### Data provided
· · · · ·

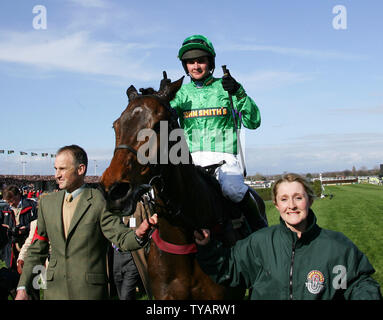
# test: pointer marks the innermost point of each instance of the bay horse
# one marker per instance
(184, 197)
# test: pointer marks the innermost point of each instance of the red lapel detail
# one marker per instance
(25, 210)
(36, 236)
(172, 248)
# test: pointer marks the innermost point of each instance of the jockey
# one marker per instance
(204, 111)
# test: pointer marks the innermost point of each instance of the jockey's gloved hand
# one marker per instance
(229, 84)
(164, 82)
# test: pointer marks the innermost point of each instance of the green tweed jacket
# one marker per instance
(77, 265)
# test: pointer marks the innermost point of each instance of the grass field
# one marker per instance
(357, 212)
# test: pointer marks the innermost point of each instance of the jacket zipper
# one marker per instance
(291, 273)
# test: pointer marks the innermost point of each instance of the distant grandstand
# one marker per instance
(45, 183)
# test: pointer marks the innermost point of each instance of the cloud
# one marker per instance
(90, 3)
(77, 52)
(297, 52)
(376, 110)
(271, 79)
(317, 153)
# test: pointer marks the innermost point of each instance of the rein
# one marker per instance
(163, 245)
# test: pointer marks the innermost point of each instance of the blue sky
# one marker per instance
(319, 89)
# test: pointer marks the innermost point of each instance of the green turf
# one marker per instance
(356, 211)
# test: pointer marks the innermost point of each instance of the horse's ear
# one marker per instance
(132, 93)
(170, 89)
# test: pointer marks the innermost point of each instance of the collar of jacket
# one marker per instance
(311, 232)
(207, 82)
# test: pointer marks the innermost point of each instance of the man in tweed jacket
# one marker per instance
(77, 226)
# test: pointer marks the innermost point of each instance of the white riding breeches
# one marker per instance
(229, 175)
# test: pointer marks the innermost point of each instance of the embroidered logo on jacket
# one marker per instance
(315, 281)
(211, 112)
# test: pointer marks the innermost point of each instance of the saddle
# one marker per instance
(231, 223)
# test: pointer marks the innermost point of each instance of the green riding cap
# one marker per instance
(197, 42)
(197, 46)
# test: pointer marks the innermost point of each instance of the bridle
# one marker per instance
(126, 146)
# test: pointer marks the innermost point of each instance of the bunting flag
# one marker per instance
(23, 153)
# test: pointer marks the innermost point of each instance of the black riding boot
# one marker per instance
(253, 212)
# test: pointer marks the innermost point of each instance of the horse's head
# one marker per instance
(128, 174)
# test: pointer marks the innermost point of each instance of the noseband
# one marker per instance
(125, 146)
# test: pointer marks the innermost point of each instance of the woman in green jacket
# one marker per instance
(293, 260)
(205, 114)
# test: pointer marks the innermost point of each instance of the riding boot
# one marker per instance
(253, 212)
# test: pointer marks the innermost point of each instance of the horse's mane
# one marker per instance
(148, 91)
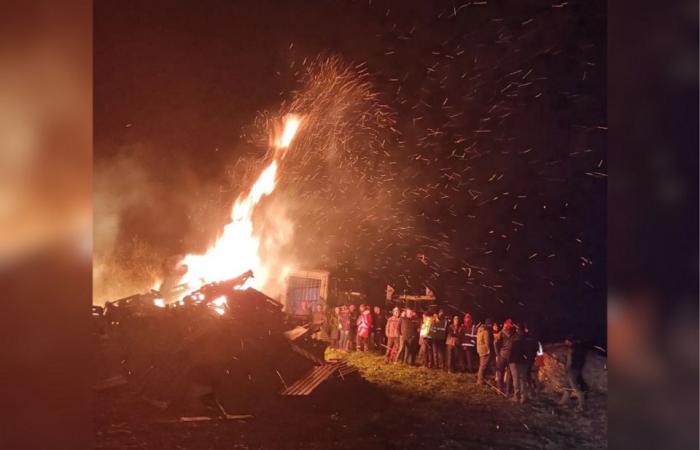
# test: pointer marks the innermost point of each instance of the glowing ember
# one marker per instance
(238, 248)
(219, 304)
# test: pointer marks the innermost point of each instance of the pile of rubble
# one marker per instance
(222, 353)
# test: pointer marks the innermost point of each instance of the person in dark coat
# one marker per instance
(334, 328)
(468, 344)
(354, 314)
(378, 336)
(406, 332)
(364, 325)
(485, 349)
(503, 345)
(344, 328)
(438, 335)
(522, 357)
(411, 337)
(453, 345)
(426, 344)
(392, 333)
(574, 360)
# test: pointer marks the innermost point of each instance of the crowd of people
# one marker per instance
(507, 352)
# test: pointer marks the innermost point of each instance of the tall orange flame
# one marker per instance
(238, 248)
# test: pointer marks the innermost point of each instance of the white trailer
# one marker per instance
(303, 290)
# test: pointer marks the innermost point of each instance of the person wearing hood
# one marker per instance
(484, 348)
(364, 325)
(334, 328)
(454, 332)
(503, 345)
(392, 334)
(377, 338)
(468, 344)
(426, 345)
(438, 335)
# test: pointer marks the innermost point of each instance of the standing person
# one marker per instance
(438, 333)
(426, 345)
(485, 349)
(334, 327)
(364, 325)
(503, 345)
(454, 330)
(344, 328)
(379, 324)
(468, 344)
(522, 357)
(318, 321)
(353, 326)
(392, 333)
(405, 332)
(411, 339)
(574, 360)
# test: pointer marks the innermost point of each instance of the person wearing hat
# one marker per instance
(468, 344)
(392, 334)
(503, 345)
(484, 347)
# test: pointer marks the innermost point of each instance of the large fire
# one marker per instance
(238, 249)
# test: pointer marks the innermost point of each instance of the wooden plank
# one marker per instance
(311, 381)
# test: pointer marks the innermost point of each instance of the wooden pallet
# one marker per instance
(307, 384)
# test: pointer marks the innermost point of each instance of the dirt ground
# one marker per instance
(379, 407)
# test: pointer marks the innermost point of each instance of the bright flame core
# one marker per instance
(238, 248)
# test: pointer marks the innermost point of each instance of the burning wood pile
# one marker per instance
(223, 352)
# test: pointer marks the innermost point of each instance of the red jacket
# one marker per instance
(364, 323)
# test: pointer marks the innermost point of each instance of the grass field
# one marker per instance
(451, 411)
(378, 407)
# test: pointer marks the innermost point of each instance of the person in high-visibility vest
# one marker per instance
(468, 343)
(425, 341)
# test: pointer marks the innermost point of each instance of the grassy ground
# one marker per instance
(457, 413)
(379, 407)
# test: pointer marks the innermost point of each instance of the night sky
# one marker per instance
(490, 186)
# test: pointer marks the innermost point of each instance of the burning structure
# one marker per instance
(212, 339)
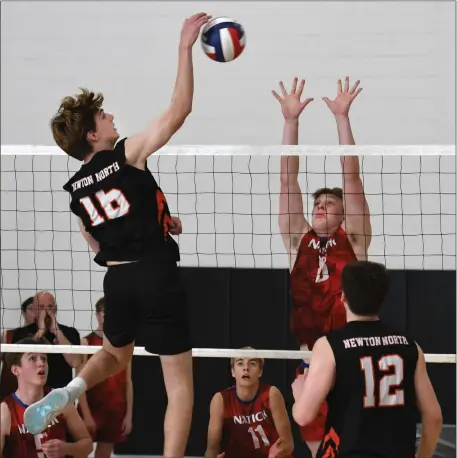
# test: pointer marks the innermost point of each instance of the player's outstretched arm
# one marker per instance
(429, 408)
(139, 147)
(357, 213)
(311, 388)
(5, 427)
(216, 422)
(284, 446)
(82, 445)
(292, 222)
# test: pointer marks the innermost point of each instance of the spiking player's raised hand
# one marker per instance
(191, 28)
(291, 105)
(341, 104)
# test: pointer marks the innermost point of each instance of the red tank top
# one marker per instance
(8, 381)
(20, 443)
(111, 392)
(315, 285)
(248, 430)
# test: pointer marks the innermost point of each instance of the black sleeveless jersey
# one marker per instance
(123, 208)
(372, 406)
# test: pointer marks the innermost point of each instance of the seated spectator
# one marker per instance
(46, 326)
(107, 407)
(31, 370)
(8, 382)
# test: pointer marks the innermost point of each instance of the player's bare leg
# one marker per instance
(313, 447)
(103, 450)
(108, 361)
(178, 378)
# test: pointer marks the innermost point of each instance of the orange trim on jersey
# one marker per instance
(330, 444)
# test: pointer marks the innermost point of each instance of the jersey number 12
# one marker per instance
(389, 394)
(113, 203)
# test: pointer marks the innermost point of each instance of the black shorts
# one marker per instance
(150, 296)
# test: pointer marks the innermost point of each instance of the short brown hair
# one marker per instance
(261, 361)
(100, 305)
(14, 359)
(337, 192)
(73, 120)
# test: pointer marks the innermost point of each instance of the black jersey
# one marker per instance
(123, 208)
(372, 405)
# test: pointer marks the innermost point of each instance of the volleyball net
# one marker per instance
(228, 200)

· · · · ·

### Activity
Among the records above, find each line containing the string "green" and copy it.

### Response below
# test: pointer marks the innermost point of each instance of the green tweed jacket
# test: pointer marks the innermost point of each instance of the green turf
# test: pointer marks the innermost point of each instance of the green riding cap
# test: pointer marks the innermost point of each instance of the woman in green jacket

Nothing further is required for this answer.